_Exercise prompt_. Pull out every line of the material below that contains the string "jacket", treating uppercase and lowercase as distinct.

# START OF Extracted entries

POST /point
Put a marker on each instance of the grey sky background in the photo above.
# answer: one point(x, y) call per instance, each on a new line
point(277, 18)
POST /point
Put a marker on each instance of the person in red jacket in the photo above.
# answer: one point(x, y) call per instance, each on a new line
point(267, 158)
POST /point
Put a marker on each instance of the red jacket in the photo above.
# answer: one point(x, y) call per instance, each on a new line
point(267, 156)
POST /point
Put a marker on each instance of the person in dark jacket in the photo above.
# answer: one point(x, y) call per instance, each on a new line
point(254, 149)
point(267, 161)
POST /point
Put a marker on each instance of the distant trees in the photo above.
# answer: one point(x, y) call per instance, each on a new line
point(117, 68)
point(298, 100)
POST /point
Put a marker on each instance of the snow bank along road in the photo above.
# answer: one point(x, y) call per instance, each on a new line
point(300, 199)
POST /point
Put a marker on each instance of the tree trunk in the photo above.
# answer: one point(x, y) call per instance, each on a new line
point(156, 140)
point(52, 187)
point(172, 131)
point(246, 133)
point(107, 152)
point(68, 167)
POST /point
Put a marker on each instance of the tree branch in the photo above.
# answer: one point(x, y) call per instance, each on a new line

# END OF Extracted entries
# START OF Extracted entries

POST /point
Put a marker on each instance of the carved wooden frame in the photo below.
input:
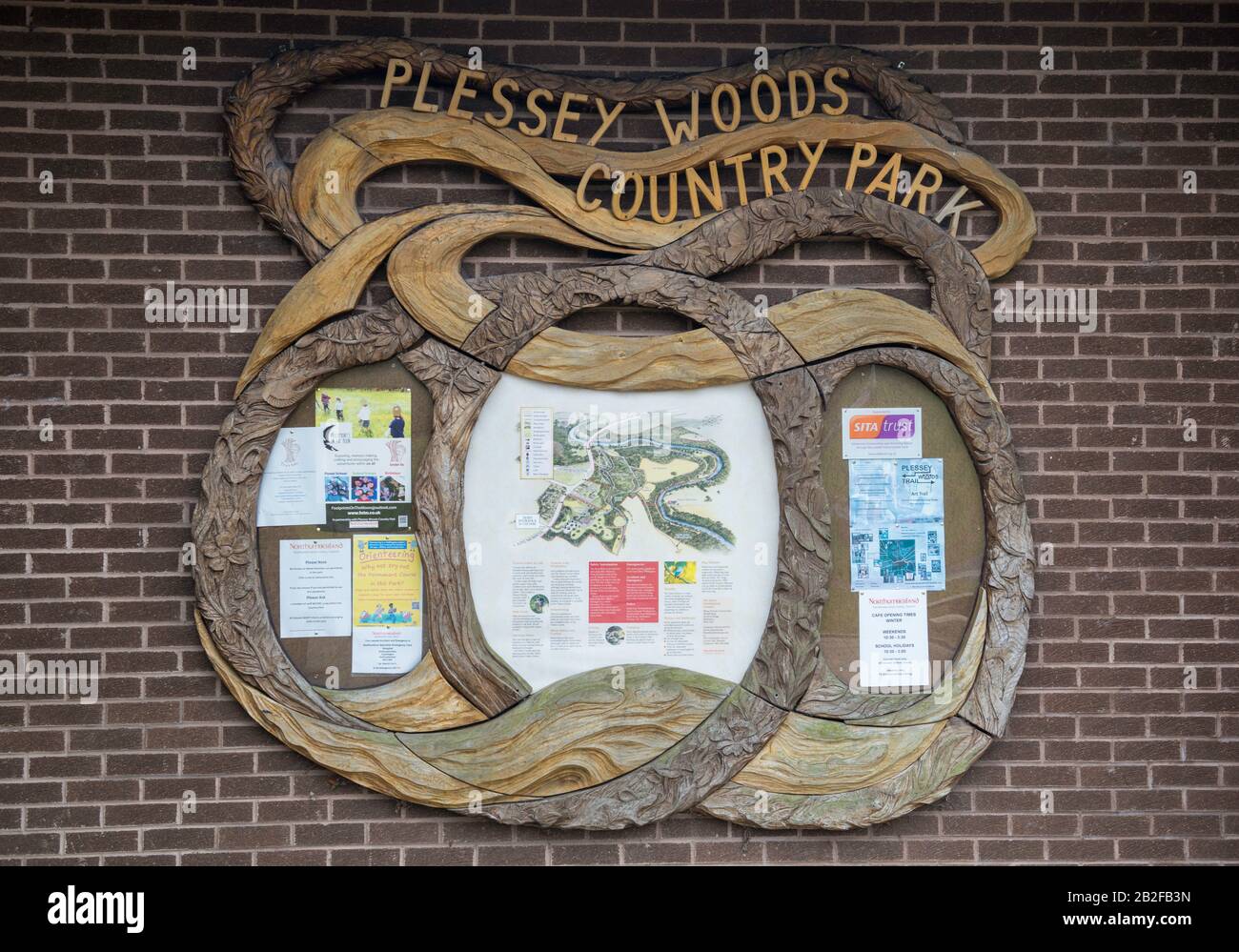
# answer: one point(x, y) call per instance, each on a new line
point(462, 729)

# END OF Extracted entries

_Solution for this problem_.
Put a marker on each instance of the person in red jacket in the photo above.
Put a marker on each instance of the red jacket in the photo above.
Put a marker on each instance of the person in dark jacket in the photo above.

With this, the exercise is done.